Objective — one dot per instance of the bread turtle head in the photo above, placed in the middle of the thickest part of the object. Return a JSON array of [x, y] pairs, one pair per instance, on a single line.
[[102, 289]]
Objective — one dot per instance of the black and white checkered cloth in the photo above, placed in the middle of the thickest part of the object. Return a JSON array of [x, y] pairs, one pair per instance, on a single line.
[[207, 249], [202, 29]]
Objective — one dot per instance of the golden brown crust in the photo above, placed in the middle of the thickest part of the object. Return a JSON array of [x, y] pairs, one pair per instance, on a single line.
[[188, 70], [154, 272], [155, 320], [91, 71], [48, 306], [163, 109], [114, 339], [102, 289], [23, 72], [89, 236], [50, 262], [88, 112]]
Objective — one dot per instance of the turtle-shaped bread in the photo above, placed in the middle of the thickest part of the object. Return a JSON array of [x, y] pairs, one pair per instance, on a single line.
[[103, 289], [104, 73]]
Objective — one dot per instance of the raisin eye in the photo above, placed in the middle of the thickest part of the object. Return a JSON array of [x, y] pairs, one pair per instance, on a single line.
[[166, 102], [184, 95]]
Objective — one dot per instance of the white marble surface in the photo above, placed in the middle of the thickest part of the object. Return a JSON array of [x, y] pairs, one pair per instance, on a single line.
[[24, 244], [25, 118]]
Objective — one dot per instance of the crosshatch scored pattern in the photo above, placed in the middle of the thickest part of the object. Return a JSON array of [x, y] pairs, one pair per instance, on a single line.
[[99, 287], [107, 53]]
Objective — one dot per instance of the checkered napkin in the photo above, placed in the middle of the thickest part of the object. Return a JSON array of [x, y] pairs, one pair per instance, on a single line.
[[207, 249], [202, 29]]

---

PROBLEM DETAILS: The full set of entries, copied exactly, is the expected answer.

WRITTEN RESPONSE:
Objective — one dot per instance of the bread turtle head in the photo above, placed in the middle of the thickest part of the object. Return a JSON array of [x, y] pairs, one pair per instance, on a single line.
[[102, 289]]
Objective — one dot per instance of the black and white checkered cloth in the photo above, placed in the middle of the thickest part of the object. Return a JSON array of [x, y] pairs, one pair per instance, on a single line.
[[207, 249], [202, 29]]
Objective — one dot per instance of the golden brown crust in the photo above, placed in the middle of the thickest part of the object. Return a JSON array of [x, y] pairs, one pair per instance, on a single line.
[[188, 70], [154, 272], [155, 320], [91, 71], [48, 306], [163, 109], [114, 339], [102, 289], [23, 72], [89, 236], [50, 262], [88, 112]]
Objective — one dot per instance of the turtle-shaped bread in the photo above, placed in the middle of the thickest part of the object. Return a JSON array of [x, y] pairs, one pair per instance, on a single line.
[[103, 289], [104, 73]]
Objective — one dot per instance of the raisin eye in the photo above, placed in the middle of the thickest part of the object. Return a JSON array of [x, y] pairs, one pair per instance, on a single line.
[[166, 102], [184, 95]]
Objective — one dot per instance of the white marble surface in the photo above, placed in the middle of the thickest part of the object. Return a JSON array of [x, y] pairs, one pair per instance, on a single line.
[[24, 244], [25, 118]]
Objective — one dot per instance of the crosshatch scored pattern in the photo above, placed in the middle of the thickest part of the object. Return a JSON array of [x, y] pairs, one pair per instance, on a single line.
[[99, 287], [107, 53]]
Objective — one dot per instance of the checkered napkin in the photo above, placed in the middle of the thickest part of the object. Return a JSON array of [x, y] pairs, one pair per instance, on a single line.
[[207, 249], [202, 29]]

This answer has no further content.